(Exercise details) Reproduce the listing in full, exactly as written, but without images.

(Information provided)
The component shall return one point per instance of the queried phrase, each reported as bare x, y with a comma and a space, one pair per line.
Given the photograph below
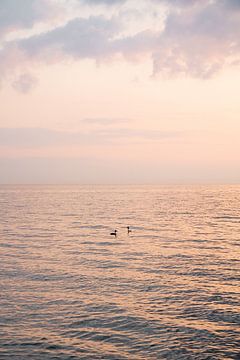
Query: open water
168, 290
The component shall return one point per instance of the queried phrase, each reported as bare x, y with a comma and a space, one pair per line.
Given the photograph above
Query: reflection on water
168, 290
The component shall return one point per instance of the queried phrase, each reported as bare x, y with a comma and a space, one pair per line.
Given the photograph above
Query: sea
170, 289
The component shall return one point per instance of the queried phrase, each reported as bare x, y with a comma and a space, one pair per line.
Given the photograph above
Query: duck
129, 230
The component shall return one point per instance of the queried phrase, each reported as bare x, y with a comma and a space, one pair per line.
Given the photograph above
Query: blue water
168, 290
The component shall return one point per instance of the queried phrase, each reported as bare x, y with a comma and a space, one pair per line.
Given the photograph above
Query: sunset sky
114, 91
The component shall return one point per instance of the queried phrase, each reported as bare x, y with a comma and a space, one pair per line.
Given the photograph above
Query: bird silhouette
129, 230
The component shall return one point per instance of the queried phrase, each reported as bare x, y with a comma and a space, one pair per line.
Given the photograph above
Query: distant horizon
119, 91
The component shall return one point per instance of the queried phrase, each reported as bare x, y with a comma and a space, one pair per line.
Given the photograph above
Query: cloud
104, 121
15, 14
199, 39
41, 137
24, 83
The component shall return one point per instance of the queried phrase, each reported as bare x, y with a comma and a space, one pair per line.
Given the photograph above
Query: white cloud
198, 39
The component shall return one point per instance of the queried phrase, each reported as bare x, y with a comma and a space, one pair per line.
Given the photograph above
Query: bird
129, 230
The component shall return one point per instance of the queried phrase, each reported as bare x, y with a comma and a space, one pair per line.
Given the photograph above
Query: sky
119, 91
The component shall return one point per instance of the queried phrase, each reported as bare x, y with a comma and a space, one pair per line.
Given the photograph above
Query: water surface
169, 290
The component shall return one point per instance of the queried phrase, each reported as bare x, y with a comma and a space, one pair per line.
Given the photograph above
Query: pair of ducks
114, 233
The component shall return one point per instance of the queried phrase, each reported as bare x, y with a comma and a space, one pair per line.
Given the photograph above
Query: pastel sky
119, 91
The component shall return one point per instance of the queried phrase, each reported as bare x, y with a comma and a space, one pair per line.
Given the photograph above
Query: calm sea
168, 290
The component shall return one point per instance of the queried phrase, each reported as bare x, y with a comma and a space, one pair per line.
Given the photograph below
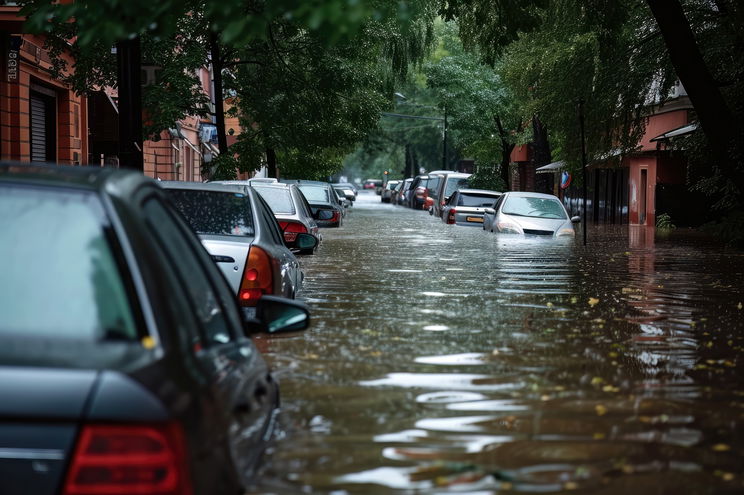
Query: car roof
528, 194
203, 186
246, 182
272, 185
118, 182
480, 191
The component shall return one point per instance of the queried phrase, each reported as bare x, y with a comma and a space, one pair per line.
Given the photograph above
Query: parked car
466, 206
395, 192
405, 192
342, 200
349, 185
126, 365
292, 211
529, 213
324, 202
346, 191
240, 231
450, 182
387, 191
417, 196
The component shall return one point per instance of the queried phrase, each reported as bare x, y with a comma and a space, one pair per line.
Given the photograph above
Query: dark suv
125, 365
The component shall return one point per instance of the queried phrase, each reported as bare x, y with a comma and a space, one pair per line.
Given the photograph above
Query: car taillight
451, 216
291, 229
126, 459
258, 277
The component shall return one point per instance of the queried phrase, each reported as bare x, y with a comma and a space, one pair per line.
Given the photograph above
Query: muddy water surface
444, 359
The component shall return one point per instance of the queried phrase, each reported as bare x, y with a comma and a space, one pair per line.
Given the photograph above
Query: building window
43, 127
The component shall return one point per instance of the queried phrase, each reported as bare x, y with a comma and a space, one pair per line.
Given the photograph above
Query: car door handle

(Solved problem)
The component shall return one point per instance of the queried phrase, each reported as bare x, y with a comma and a space, one pair per line.
Given the photograph below
Query: open water
168, 290
The component shall return one point per instance of the queried phrase, each reported as bare x, y with a comma and a space, one pair per line.
Given the photograph above
Query: reflection on water
168, 290
The component shall return one point per instance of the queried phrase, each reported as bare x, y with a comma and a space, one pair per line.
Given the photograph above
Query: sea
170, 289
The component shall return one point per instance of the queried phrase, each reported as bare x, y with a comma and a space, one pair per line.
Given the photograph above
Query: duck
129, 230
The component shall return one point per instance of the queried phrase, each reported as bare x, y with a comma and a space, one pair per line.
Given the photograph above
Query: blue water
168, 290
The component shall return one point per instance of the queried phrase, each reported as bare x, y with a comma and a space, one pair per line.
Given the photograph above
Query: sunset sky
114, 91
The component shall return one point per instance of the queried phrase, each reported as bare x, y with a comma and a space, one pair per line.
Given the photograph above
Query: bird silhouette
129, 230
The component shall return one point per instance of the queried phrase, each reported as bare x, y with a comma and a space, one pair per line.
Given the photograph above
Query: distant horizon
119, 91
The component shall return one point per instance of the queried phrase, each reported as bare x, y with a comma and a space, one pair per line.
Given the photograph above
Query: cloud
104, 121
15, 14
199, 39
41, 137
24, 83
The component shall return one point per instance of the queried phrase, each reported as bare x, y with a comma and a space, one pair per line.
Given the photograph above
Query: white cloud
198, 39
The component shall return one point per instance of the queried phrase, each reported as bare x, y with a comma and a space, one pair per line.
Given the photograph above
Query: bird
129, 230
The component shall return one point per instance of the queried phrase, each reported as bare x, y with a comma and a space, one pair per line.
Given the photograph above
Query: sky
119, 91
The component shall return one point per instance of the queried phrase, each reported as bare x, y with a comma and a space, one pair per line.
Given the photograph above
Query: water surface
169, 290
The component shall return one point per instance of the queried phrase, each reported as bare x, y with a comma and a space, one pair per line.
Given the photograph above
Query: pair of ducks
114, 233
The component shall return one point per instance of the queried phrase, each reported as bare x, y with a comma and a space, one pair per line.
Given the photograph above
Query: pastel sky
119, 91
The component shall return one point per instance of the queried phrase, each reported as bare x, y with a comma and a space, one pair per line.
Given the photograph above
Query: calm sea
168, 290
The component shall return one point per instance of the queried phrase, each reported as bare x, y with a comma and a space, one pair per line.
Given the photograph below
Query: car roof
528, 194
203, 186
246, 182
272, 185
118, 182
480, 191
The component shall return one point per instance of the queried phrase, each reported as bare x, y with a comma and a space, one pair per line.
Given the photograph above
Query: parked car
466, 206
395, 192
405, 192
342, 200
349, 185
126, 365
292, 211
529, 213
324, 202
346, 191
240, 231
450, 182
387, 191
417, 196
The component shall return one point per instance of the queried phrase, each reported as bare x, y with a comma and a space, one pair per line.
Given the photograph above
Query: dark suv
125, 365
The component shall return one point per instance of the queried phrase, each reported as bare x, y with a comma and a space, one pair per line.
Given the photograph above
Query: car taillight
451, 216
291, 229
126, 459
258, 277
The component shall return one point per instance of the queried phrase, each reported as bare x, y with a comma and a space, one pair per line.
Given the photograph above
Query: muddy water surface
444, 359
The component shall return one point per instance of the queried phrase, each reported as bare x, y with a comma and a space, one pair per line.
Given the photograph above
Query: building window
43, 127
The component shall return one point per instance of the queried phrase, each reported as bare x, y with a comma and a space, one pair per line.
Given the photograph above
Query: car door handle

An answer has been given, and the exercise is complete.